* _SHORT EXERCISE_: Show each line of the entries below that contains the string "xmax". Case matters.

* _PROVIDED INFORMATION_:
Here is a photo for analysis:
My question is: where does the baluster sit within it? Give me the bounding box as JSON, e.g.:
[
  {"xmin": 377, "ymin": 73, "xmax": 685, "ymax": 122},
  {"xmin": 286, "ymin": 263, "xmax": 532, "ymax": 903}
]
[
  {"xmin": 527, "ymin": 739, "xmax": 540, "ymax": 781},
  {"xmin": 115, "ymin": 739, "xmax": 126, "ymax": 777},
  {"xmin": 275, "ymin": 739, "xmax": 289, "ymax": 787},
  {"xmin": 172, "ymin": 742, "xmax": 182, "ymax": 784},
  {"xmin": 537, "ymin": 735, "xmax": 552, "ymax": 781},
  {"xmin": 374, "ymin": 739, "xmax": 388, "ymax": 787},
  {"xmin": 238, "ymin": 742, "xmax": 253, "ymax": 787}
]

* _PROBLEM SOLUTION_:
  {"xmin": 377, "ymin": 73, "xmax": 685, "ymax": 122},
  {"xmin": 286, "ymin": 263, "xmax": 532, "ymax": 903}
  {"xmin": 527, "ymin": 739, "xmax": 540, "ymax": 781},
  {"xmin": 115, "ymin": 739, "xmax": 126, "ymax": 777},
  {"xmin": 275, "ymin": 739, "xmax": 289, "ymax": 787},
  {"xmin": 172, "ymin": 742, "xmax": 182, "ymax": 784},
  {"xmin": 537, "ymin": 735, "xmax": 552, "ymax": 781},
  {"xmin": 374, "ymin": 739, "xmax": 388, "ymax": 787},
  {"xmin": 238, "ymin": 742, "xmax": 253, "ymax": 787}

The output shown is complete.